Task to complete :: The whole answer is the data below, retyped exactly.

_ _ _ _ _ _ _

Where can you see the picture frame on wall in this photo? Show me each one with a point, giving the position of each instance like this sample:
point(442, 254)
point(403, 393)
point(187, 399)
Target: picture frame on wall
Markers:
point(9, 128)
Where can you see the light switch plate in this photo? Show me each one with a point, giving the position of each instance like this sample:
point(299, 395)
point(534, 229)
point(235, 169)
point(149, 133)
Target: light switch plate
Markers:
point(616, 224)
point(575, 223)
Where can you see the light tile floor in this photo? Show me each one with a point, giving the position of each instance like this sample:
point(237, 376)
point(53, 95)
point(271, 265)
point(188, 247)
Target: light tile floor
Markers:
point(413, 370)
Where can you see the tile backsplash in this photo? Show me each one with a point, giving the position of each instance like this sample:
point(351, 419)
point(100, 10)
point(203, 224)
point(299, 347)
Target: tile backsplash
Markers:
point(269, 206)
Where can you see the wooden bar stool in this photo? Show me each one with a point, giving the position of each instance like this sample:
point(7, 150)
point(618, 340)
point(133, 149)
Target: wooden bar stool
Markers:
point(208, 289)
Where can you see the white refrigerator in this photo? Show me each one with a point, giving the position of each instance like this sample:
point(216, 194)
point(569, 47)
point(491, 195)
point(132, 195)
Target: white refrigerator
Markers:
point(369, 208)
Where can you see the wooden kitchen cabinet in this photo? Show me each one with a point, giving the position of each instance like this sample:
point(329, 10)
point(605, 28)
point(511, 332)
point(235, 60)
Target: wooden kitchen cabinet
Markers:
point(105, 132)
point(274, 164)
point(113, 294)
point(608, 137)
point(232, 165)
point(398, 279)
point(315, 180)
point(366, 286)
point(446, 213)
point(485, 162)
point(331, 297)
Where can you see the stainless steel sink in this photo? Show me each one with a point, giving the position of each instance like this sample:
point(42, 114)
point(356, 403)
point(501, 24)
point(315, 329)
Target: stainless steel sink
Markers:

_ _ _ _ _ _ _

Output ::
Where can you see the picture frame on wall in this photo? Show me each one with a point, giving the position of each instance like this sample:
point(442, 254)
point(403, 393)
point(187, 399)
Target: picture frame on wall
Markers:
point(9, 128)
Where can you see the light switch plate in this photo? Show me each one with a point, giving the position of each instance like this sample:
point(299, 395)
point(534, 229)
point(235, 169)
point(149, 133)
Target: light switch plate
Markers:
point(616, 224)
point(575, 223)
Where can you see the light tile floor in this photo? Show me each one with a point, giving the position of each instance like this sample:
point(237, 376)
point(53, 95)
point(271, 265)
point(188, 247)
Target: light tile floor
Markers:
point(413, 370)
Where can you see the tile backsplash in this photo? Show me each one with a point, giving the position of each instance like this sample:
point(351, 419)
point(100, 10)
point(203, 224)
point(299, 347)
Target: tile backsplash
Markers:
point(269, 206)
Where can you see the wooden bar stool in this photo? Show me each one with a point, giving the position of each instance like this sample:
point(7, 150)
point(618, 340)
point(133, 149)
Target: wooden bar stool
Markers:
point(208, 289)
Where can you see the white refrigerator in this photo? Show me each one with a point, giving the position of each instance like this sample:
point(216, 194)
point(569, 47)
point(491, 195)
point(132, 195)
Target: white refrigerator
Markers:
point(369, 208)
Where can you see the wooden kitchen cabinet in this photo? Show me each one with a point, giving the position of each instance like this sample:
point(329, 10)
point(605, 28)
point(511, 332)
point(235, 60)
Target: wooden kitchen cabinet
Markers:
point(105, 132)
point(274, 164)
point(113, 294)
point(608, 137)
point(232, 165)
point(398, 279)
point(315, 180)
point(366, 286)
point(446, 213)
point(485, 162)
point(331, 297)
Where can you see the stainless steel sink in this photo? Show me each one with a point, giving the position of each instance like this sample:
point(42, 114)
point(356, 403)
point(501, 24)
point(315, 329)
Target: stainless steel sink
Markers:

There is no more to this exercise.